#### Reading passage
"No other wars for national liberation were as fierce or caused as many losses as this war," Giap told The Associated Press in 2005 one of his last known interviews with foreign media on the eve of the 30th anniversary of the fall of Saigon, the former South Vietnamese capital.
"But we still fought because for Vietnam, nothing is more precious than independence and freedom," he said, repeating a famous quote by Ho Chi Minh.
Giap remained sharp and well-versed in current events until he was hospitalized. Well into his 90s, he entertained world leaders at his shady colonial-style home in Hanoi.
Although widely revered in Vietnam, Giap was the nemesis of millions of South Vietnamese who fought alongside U.S. troops and fled their homeland after the war, including the many staunchly anti-communist refugees who settled in the United States.
Born Aug. 25, 1911, in central Vietnam's Quang Binh province, Giap became active in politics in the 1920s and worked as a journalist before joining the Indochinese Communist Party. He was jailed briefly in 1930 for leading anti-French protests and later earned a law degree from Hanoi University.
He fled French police in 1940 and met Ho Chi Minh in southwestern China before returning to rural northern Vietnam to recruit guerrillas for the Viet Minh, a forerunner to the southern insurgency later known as the Viet Cong.
During his time abroad, his wife was arrested by the French and died in prison. He later remarried and had five children.
In 1944, Ho Chi Minh called on Giap to organize and lead guerrilla forces against Japanese invaders in World War II. After Japan surrendered to Allied forces the next year, the Viet Minh continued their fight for independence from France.
Giap was known for his fiery temper and as a merciless strategist, but also for being a bit of a dandy. Old photos show him reviewing his troops in a white suit and snappy tie, in sharp contrast to Ho Chi Minh, clad in shorts and sandals.
Giap never received any formal military training, joking that he attended the military academy "of the bush."
At Dien Bien Phu, his Viet Minh army surprised elite French forces by surrounding them. Digging miles of trenches, the Vietnamese dragged artillery over steep mountains and slowly closed in during the bloody, 56-day battle that ended with French surrender on May 7, 1954.
"If a nation is determined to stand up, it is very strong," Giap told foreign journalists in 2004 prior to the battle's 50th anniversary. "We are very proud that Vietnam was the first colony that could stand up and gain independence on its own."

#### Task brief
Copy the part of the text about Giap starting with "Giap was known" and going on through "May 7, 1954.", word for word. The listing that comes next has nothing to do with the text about Giap.

[Point location data]
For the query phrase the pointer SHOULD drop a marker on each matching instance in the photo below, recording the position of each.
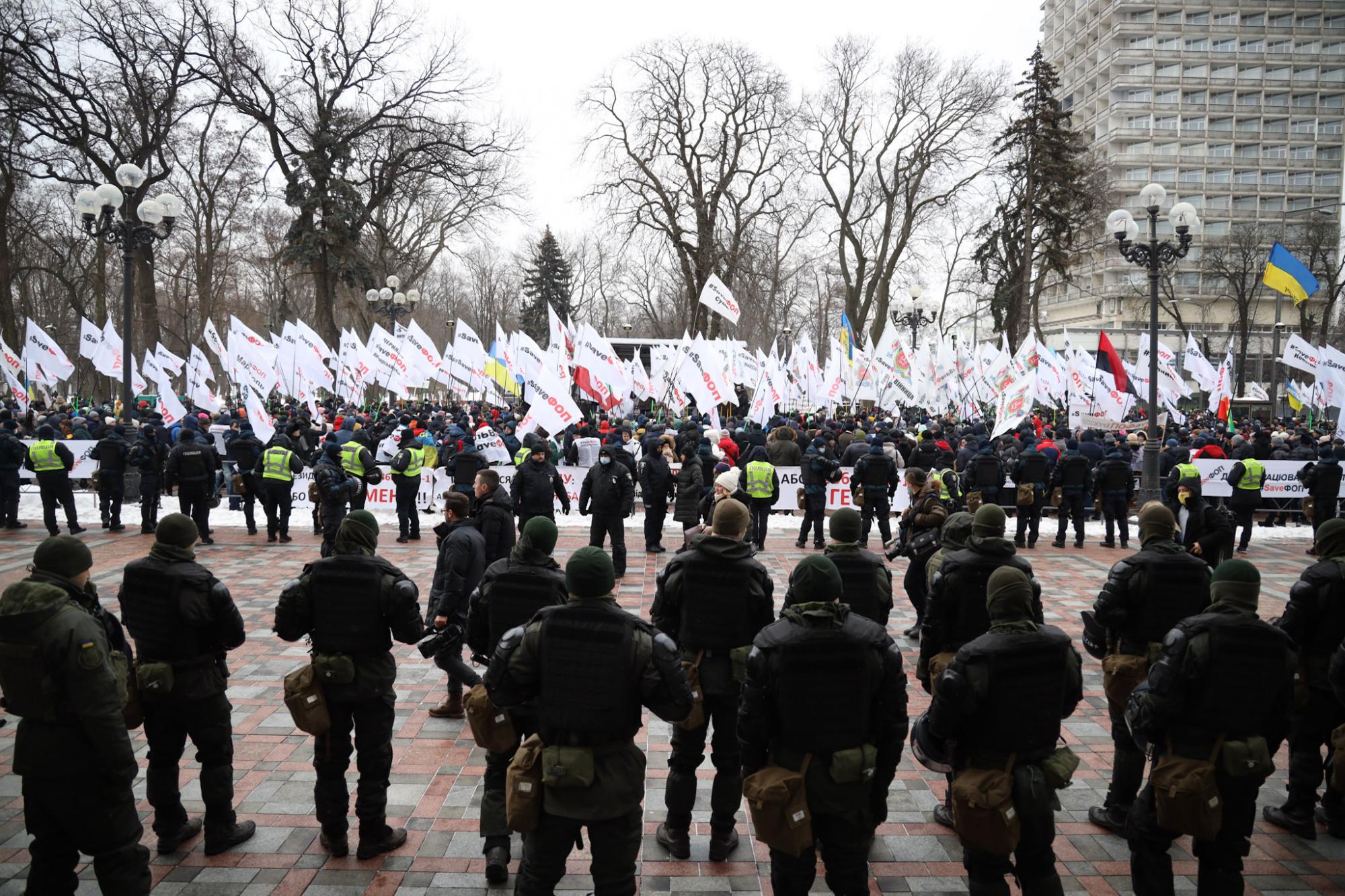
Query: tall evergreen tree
(1051, 189)
(547, 282)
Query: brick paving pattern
(438, 767)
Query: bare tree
(894, 145)
(696, 150)
(352, 111)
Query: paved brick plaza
(438, 768)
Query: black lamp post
(391, 303)
(153, 221)
(1153, 255)
(915, 318)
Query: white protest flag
(44, 350)
(549, 403)
(263, 425)
(213, 341)
(1300, 354)
(718, 298)
(89, 338)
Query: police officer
(610, 493)
(245, 450)
(357, 460)
(1001, 701)
(864, 575)
(184, 620)
(827, 682)
(763, 486)
(537, 486)
(53, 462)
(13, 454)
(1034, 469)
(407, 467)
(712, 599)
(276, 469)
(1116, 483)
(1071, 477)
(352, 606)
(878, 475)
(1145, 596)
(1315, 618)
(111, 452)
(512, 591)
(192, 467)
(1225, 676)
(72, 748)
(591, 666)
(1246, 478)
(150, 455)
(336, 487)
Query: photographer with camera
(462, 563)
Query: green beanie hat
(590, 573)
(1009, 595)
(63, 555)
(178, 530)
(989, 521)
(1331, 538)
(816, 579)
(1237, 583)
(845, 525)
(1156, 522)
(541, 534)
(365, 520)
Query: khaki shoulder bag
(492, 725)
(779, 807)
(983, 809)
(1187, 794)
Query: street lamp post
(1153, 256)
(391, 303)
(915, 318)
(153, 221)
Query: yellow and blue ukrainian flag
(1288, 275)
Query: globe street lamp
(915, 318)
(391, 303)
(153, 221)
(1153, 255)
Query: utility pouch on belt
(1187, 794)
(154, 680)
(306, 701)
(1249, 758)
(739, 657)
(779, 807)
(855, 764)
(1059, 767)
(492, 725)
(1121, 674)
(983, 809)
(334, 669)
(693, 678)
(568, 766)
(524, 787)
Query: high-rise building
(1235, 107)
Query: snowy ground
(30, 510)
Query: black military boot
(232, 836)
(1295, 818)
(676, 841)
(369, 848)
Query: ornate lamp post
(153, 221)
(1153, 255)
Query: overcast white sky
(544, 56)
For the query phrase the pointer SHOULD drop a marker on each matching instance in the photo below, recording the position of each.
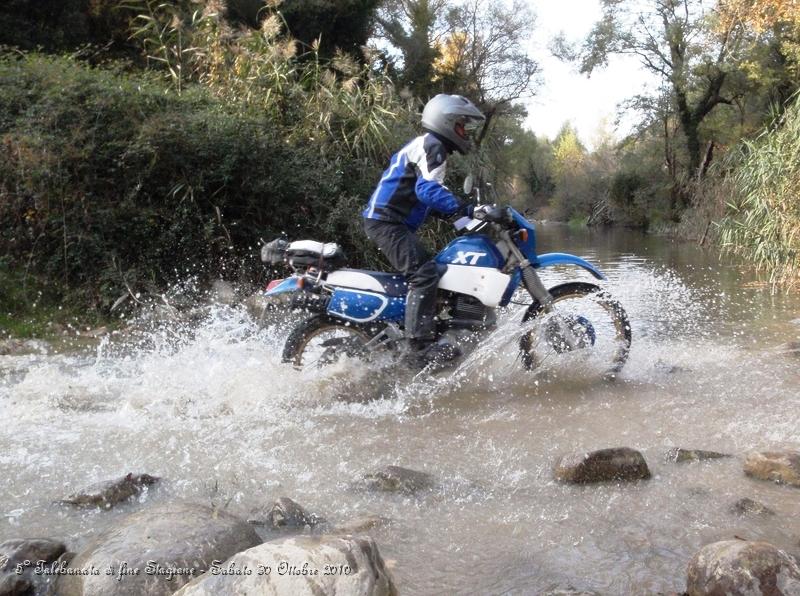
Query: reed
(763, 220)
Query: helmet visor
(466, 128)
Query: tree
(475, 48)
(338, 24)
(672, 39)
(413, 28)
(485, 56)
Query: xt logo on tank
(468, 258)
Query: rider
(410, 188)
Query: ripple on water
(211, 408)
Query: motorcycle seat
(391, 284)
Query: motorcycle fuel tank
(473, 268)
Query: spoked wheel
(584, 322)
(322, 340)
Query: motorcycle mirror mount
(468, 184)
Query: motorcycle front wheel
(322, 340)
(583, 320)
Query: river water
(212, 410)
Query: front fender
(561, 258)
(290, 284)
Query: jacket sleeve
(430, 188)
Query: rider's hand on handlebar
(481, 211)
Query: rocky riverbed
(198, 412)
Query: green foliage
(109, 181)
(763, 222)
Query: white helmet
(453, 117)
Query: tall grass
(337, 105)
(763, 221)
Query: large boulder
(742, 568)
(285, 514)
(778, 466)
(300, 566)
(746, 506)
(17, 552)
(617, 464)
(108, 493)
(681, 455)
(156, 551)
(396, 479)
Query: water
(212, 410)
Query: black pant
(407, 255)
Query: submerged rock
(15, 346)
(396, 479)
(19, 561)
(360, 525)
(742, 568)
(13, 552)
(747, 506)
(222, 292)
(111, 492)
(680, 455)
(170, 545)
(616, 464)
(285, 513)
(567, 591)
(301, 566)
(782, 467)
(12, 584)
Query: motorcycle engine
(469, 310)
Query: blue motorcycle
(359, 313)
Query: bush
(109, 181)
(763, 222)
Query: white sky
(566, 95)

#### Answer space
Giap was known for his fiery temper and as a merciless strategist, but also for being a bit of a dandy. Old photos show him reviewing his troops in a white suit and snappy tie, in sharp contrast to Ho Chi Minh, clad in shorts and sandals.
Giap never received any formal military training, joking that he attended the military academy "of the bush."
At Dien Bien Phu, his Viet Minh army surprised elite French forces by surrounding them. Digging miles of trenches, the Vietnamese dragged artillery over steep mountains and slowly closed in during the bloody, 56-day battle that ended with French surrender on May 7, 1954.